■ **WHAT YOU NEED TO DO**: Can you reproduce every one of the items below word for word?

■ **PROVIDED MATERIAL**:
—————

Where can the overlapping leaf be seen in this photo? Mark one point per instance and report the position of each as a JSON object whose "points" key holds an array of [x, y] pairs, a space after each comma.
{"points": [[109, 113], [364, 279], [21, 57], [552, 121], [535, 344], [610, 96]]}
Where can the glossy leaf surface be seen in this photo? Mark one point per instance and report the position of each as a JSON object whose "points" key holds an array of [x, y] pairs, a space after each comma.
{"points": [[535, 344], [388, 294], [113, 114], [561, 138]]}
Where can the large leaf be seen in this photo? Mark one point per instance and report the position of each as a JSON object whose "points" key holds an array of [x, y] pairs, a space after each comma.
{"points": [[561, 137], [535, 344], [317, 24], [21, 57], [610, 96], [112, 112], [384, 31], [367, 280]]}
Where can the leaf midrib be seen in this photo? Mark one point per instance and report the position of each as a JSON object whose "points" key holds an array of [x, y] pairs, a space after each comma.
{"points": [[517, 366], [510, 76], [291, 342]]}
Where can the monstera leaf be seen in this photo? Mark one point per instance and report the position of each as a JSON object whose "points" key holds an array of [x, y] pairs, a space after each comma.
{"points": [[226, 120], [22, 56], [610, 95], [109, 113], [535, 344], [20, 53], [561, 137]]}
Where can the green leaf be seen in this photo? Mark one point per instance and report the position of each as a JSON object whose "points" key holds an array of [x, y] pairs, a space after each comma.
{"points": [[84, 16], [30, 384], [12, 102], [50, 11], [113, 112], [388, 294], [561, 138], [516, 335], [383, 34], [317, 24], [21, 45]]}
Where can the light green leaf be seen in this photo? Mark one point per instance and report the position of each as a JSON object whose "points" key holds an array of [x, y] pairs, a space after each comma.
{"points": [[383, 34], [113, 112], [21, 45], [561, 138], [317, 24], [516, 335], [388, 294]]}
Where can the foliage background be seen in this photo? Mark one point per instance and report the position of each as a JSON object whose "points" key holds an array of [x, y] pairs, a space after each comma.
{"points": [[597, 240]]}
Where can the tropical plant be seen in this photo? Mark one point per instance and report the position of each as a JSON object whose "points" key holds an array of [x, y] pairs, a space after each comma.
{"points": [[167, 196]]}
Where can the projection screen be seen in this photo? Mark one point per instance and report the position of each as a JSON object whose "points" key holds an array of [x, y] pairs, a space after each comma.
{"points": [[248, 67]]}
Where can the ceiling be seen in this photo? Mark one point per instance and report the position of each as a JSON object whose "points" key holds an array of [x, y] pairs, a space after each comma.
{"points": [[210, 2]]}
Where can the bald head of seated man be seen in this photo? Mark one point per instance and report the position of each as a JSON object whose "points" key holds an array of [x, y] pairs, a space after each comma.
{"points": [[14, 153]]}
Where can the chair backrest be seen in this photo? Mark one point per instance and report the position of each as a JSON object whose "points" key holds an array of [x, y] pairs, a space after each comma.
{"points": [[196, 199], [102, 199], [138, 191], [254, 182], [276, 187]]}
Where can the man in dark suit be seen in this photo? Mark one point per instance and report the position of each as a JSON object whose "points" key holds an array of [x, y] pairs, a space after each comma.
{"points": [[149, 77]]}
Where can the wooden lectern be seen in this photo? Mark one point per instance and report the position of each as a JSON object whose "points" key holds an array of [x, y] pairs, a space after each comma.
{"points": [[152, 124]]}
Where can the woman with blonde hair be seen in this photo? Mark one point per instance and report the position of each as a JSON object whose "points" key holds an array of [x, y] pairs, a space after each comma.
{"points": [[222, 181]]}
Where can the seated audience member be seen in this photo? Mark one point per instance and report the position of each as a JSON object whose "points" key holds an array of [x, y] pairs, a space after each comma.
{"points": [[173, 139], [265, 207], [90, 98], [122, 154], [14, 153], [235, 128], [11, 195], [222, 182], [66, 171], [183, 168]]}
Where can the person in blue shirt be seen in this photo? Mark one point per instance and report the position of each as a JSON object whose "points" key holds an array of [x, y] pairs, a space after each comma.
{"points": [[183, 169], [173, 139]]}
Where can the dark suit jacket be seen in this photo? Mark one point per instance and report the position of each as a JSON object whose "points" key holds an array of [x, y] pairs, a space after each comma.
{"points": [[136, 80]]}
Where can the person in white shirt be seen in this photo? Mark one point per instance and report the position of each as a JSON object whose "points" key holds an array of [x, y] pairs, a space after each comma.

—————

■ **RESULT OF THE EXERCISE**:
Where can the overlapping leaf be seen in this photo? Mark one point per instance and report the position of each as a JSON object whose "points" key holds an array of [x, y] pairs, a space after each comma.
{"points": [[109, 113], [364, 279], [21, 57], [552, 121], [535, 344], [610, 96]]}
Where can the glossy leaf surface be seen in this photo? Mark one point per instance and report the position of each as a JSON object whose "points" key holds an array of [x, y] pairs, a space after each comma.
{"points": [[535, 344], [388, 294], [113, 114], [561, 138]]}
Where can the large leaf be seen in this photo? Mark one point per instance and report the position of each as a JSON object whose "points" key holds an array of [x, y] pairs, a space after each comma.
{"points": [[561, 137], [535, 344], [317, 24], [21, 57], [610, 96], [112, 112], [384, 31], [367, 280]]}
Where can the leaf midrib be seen in this photo? Mark one point per instance and report the position of each as a JSON object whose "points" key holds an array of [x, y] pairs, a space after each comma.
{"points": [[517, 366], [510, 76], [291, 342]]}
Where can the monstera leaf be seen in this photo? Mark one point per instance and report the position of each as a JSON object whose "points" key holds an array of [x, y] pairs, a space after each comma.
{"points": [[226, 120], [22, 56], [610, 95], [109, 113], [535, 344], [20, 53], [561, 137]]}
Where can the green leaf be seen in this photo? Mark one point per instance and report the position of each as a JSON object whose "points" key holds an array of [x, y] pairs, a space after each comma.
{"points": [[84, 16], [30, 384], [12, 102], [50, 11], [113, 112], [388, 294], [561, 138], [516, 335], [383, 34], [317, 24], [21, 45]]}
Where can the light green leaf be seen in this photo? Mark one point per instance and report the position of each as a JSON object whose "points" key holds an array of [x, y] pairs, a space after each comma.
{"points": [[383, 34], [113, 112], [21, 45], [561, 138], [317, 24], [516, 335], [388, 294]]}
Where can the foliage background be seen in this photo? Mark one point per instance and report the position of each as a JSON object whose "points" key holds an array of [x, y] pairs, a space after each comma.
{"points": [[597, 240]]}
Where can the tropical plant be seen in this photo? Mark one point per instance and report the position of each as a JSON object whose "points" key holds an array of [x, y] pairs, a space after each comma.
{"points": [[167, 196]]}
Where can the projection screen be seen in this photo? Mark one point per instance and report the position of each as a JSON object whose "points" key holds an array of [x, y] pairs, a space after each comma.
{"points": [[248, 67]]}
Where can the ceiling be seen in this photo? Mark one point per instance and report the position of each as a JSON object whose "points" key holds an array of [x, y] pairs, a space after each comma.
{"points": [[210, 2]]}
Where can the bald head of seated man be seen in this photo? Mark one point per instance and report the position of each as a JSON object whose "points" key holds an array of [x, y] pairs, a space after each comma.
{"points": [[14, 153]]}
Where can the chair backrest be seen in this photo? Mark one point per instance and report the position of each as a JSON object whose "points" key holds an array of [x, y] pairs, a space after each comma.
{"points": [[196, 199], [102, 199], [138, 191], [254, 182], [276, 187]]}
Where can the man in dark suit be seen in this photo? Mark one point per instance and report the position of each as a JSON object whose "points" key holds an array of [x, y] pairs, a space after each comma.
{"points": [[149, 77]]}
Where can the wooden lectern be seen in this photo? Mark one point per instance and report the position of each as a JSON object whose "points" key holds an array of [x, y] pairs, a space after each comma.
{"points": [[152, 124]]}
Where can the woman with blonde hair be seen in this photo? Mark one point per instance and report the position of each as a JSON object whose "points" key holds an array of [x, y] pairs, a space after each comma.
{"points": [[222, 181]]}
Where can the seated audience member be seen in this photo? Mark one point per instance and report the position of each as a JSON object whose "points" key holds an array of [x, y] pairs, a space after each comma.
{"points": [[173, 139], [265, 207], [90, 98], [122, 154], [14, 153], [235, 128], [11, 195], [222, 182], [66, 171], [183, 168]]}
Where can the person in blue shirt be seen in this photo? Mark one point per instance and report the position of each as a JSON object whose "points" key holds an array of [x, y] pairs, a space after each comma.
{"points": [[183, 169], [173, 139]]}
Where can the dark suit jacket be seen in this photo? Mark one point per instance and report the position of each as a JSON object whose "points" key holds an array of [x, y] pairs, a space after each comma.
{"points": [[136, 80]]}
Where can the person in white shirt be seen in this photo? Mark one point per instance and report the position of each as a JSON object whose "points" key holds an array of [x, y] pairs, a space after each comma.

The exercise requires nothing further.